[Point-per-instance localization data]
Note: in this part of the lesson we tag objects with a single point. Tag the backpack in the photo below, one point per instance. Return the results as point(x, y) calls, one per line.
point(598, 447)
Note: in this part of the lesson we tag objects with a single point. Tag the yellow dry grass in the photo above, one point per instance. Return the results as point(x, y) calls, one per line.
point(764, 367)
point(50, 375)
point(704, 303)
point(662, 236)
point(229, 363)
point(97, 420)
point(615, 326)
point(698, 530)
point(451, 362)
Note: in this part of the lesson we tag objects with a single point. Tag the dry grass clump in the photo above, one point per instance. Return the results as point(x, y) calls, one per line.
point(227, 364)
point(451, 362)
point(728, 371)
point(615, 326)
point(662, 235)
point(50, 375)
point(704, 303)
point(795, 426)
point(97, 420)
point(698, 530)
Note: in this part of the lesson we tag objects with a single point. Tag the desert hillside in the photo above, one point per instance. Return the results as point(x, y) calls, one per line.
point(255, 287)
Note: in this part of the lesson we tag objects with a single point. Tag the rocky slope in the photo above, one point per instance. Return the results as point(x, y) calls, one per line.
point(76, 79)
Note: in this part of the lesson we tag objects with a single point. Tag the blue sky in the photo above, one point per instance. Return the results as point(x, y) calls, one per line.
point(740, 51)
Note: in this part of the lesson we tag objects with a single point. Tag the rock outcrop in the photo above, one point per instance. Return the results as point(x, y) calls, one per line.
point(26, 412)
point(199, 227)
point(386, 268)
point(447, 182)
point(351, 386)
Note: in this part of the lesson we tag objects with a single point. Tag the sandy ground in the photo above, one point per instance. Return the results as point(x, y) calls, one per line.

### To do
The response must contain exactly the lines from the one with "Tag the blue" to the end of the entries above, both included, and nothing more.

### Response area
Note: in this part of the lesson we tag objects with a single point. Tag the blue sky in the photo above, one point per instance. Return the results as point(x, y) calls, one per line.
point(740, 51)
Note: in this part of the lesson we tag objects with a single point. Tag the rock outcrop in the photo above, one point per instance. Return the results as point(x, y) calls, one per line.
point(26, 412)
point(199, 227)
point(386, 268)
point(447, 182)
point(351, 386)
Note: in this part of the lesson we tag objects with a single point. Tag the sandy ground in the photo above, one point per instance. Return the results as point(x, y) calls, one per line.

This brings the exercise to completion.